## Quoted passage
# Candour - An exhortation to exhorters by John Newton



## moral necessity (Dec 23, 2011)

Some excerpts from a letter of J.N. that are very humbling:

"...True candour is a Christian grace, and will grow in no soil but a believing heart. It is an eminent and amiable property of that love which beareth, believeth, hopeth, and endureth all things. It forms the most favourable judgment of persons and characters, and puts the kindest construction upon the conduct of others that it possibly can, consistent with the love of truth. It makes due allowances for the infirmities of human nature, will not listen with pleasure to what is said to the disadvantage of any, nor repeat it without a justifiable cause. It will not be confined within the walls of a party, nor restrain the actings of benevolence to those whom it fully approves; but prompts the mind to an imitation of Him who is kind to the unthankful and the evil, and has taught us to consider every person we see as our neighbour.

Such is the candour which I wish to derive from the Gospel; and I am persuaded they who have imbibed most of this spirit, will acknowledge that they are still defective in it. There is an uhappy propensity, even in good men, to a selfish, narrow, censorious turn of mind; and the _best_ are more under the power of prejudice than they are aware. A want of candour among the professors of the same Gospel, is too visible in the present day. A truly candid person will acknowledge what is right and excellent in those from whom he may be obliged to differ: he will not charge the faults or extravagances of a few upon a whole party or denomination: if he thinks it his duty to point out or refute the errors of any persons, he will not impute to them such consequences of their tenets as they expressly disavow; he will not wilfully misrepresent or aggravate their mistakes, or make them offenders for a word: he will keep in view the distinction between those things which are fundamental and essential to the Christian life, and those concerning which a difference of sentiment may and often has obtained among true believers. Were there more candour among those who profess to love the Lord Jesus Christ in sincerity, the emotions of anger or scorn would not be so often felt or excited by pronouncing or hearing the words _Churchman_, or _Dissenter_, or _Calvinist_, or even _Arminian_. Let us, my friend, be candid: let us remember how totally ignorant we ourselves once were; how often we have changed our sentiments in one particular or other, since we first engaged in the search of truth; how often we have been imposed upon by appearances; and to how many different persons and occurrences we have been indebted, under God, for the knowledge which we have already attained. Let us likewise consider what treatment we like to meet with from others; and do unto them as we would they should do unto us. These considerations will make the exercise of candour habitual and easy...

...If a person be an avowed Socinian or Deist, I am still to treat him with candour; he has a right from me, so far as he comes in my way, to all the kind offices of humanity. I am not to hate, reproach, or affront him; or to detract from what may be valuable in his character, considered as a member of society. I am to avail myself of his talents and abilities in points where I am not in danger of being misled by him. He may be a good lawyer, or historian, or physician; and I am not to lessen him in these respects, because I cannot commend him as a divine. I am bound to pity his errors, and to pray if peradventure God will give him repentance to the acknowledgment of the truth; and if I have a call to converse with him, I should speak with all gentleness and meekness, remembering that grace alone has made me to differ. But I am not to compliment him, to insinuate, or even to admit, that there can be any safety in his principles. Far be that candour from us which represents the Scripture as a nose of wax, so that a person may reject or elude the testimonies there given to the Diety and atonement of Christ, and the all-powerful agency of the Holy Spirit, with impunity.

## What the task requires
Rewrite the passage on candour, starting at the words "Some excerpts from" and ending after "as our neighbour.", with "benevolence" changed to "goodwill". The rows have nothing to do with this.

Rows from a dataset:
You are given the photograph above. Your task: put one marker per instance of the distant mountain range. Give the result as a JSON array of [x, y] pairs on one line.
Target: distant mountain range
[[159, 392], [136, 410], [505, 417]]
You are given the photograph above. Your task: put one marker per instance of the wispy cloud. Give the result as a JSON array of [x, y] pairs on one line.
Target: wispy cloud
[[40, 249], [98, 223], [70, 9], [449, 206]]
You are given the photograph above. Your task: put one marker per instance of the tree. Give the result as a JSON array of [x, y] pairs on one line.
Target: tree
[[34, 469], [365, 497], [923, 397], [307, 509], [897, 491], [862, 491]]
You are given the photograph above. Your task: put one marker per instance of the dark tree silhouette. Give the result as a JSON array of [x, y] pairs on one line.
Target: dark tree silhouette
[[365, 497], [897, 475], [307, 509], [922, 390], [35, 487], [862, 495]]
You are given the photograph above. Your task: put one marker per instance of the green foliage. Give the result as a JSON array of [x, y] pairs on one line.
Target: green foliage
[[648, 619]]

==

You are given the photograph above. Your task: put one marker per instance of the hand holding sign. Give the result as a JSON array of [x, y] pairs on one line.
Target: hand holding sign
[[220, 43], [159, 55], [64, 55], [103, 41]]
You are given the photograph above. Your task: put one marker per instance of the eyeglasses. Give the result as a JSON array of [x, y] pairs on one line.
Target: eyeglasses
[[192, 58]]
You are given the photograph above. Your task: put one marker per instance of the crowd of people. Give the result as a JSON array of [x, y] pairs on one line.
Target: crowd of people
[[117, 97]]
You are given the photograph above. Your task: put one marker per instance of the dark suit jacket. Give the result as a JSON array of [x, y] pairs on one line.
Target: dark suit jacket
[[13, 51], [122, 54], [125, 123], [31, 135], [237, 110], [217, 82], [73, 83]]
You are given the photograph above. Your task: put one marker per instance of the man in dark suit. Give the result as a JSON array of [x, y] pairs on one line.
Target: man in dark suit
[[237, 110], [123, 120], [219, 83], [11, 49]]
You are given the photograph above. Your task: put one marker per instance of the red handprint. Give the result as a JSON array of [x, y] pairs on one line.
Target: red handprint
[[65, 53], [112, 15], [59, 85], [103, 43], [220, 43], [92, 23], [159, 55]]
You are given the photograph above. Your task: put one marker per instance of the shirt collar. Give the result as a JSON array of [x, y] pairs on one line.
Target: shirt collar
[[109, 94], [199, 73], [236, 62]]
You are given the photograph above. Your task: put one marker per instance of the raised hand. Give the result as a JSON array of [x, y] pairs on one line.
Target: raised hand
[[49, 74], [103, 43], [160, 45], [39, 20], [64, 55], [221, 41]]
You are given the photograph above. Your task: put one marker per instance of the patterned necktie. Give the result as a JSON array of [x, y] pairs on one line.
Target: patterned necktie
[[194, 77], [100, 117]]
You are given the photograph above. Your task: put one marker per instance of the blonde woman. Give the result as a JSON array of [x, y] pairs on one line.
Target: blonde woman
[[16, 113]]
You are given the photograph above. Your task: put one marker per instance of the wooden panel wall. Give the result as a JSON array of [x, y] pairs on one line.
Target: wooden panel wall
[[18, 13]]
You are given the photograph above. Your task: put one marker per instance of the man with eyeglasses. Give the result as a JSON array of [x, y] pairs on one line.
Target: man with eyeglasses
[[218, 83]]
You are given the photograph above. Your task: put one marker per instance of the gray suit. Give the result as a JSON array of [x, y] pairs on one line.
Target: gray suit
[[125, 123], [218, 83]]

## Problem solution
Some excerpts from a letter of J.N. that are very humbling:

"...True candour is a Christian grace, and will grow in no soil but a believing heart. It is an eminent and amiable property of that love which beareth, believeth, hopeth, and endureth all things. It forms the most favourable judgment of persons and characters, and puts the kindest construction upon the conduct of others that it possibly can, consistent with the love of truth. It makes due allowances for the infirmities of human nature, will not listen with pleasure to what is said to the disadvantage of any, nor repeat it without a justifiable cause. It will not be confined within the walls of a party, nor restrain the actings of goodwill to those whom it fully approves; but prompts the mind to an imitation of Him who is kind to the unthankful and the evil, and has taught us to consider every person we see as our neighbour.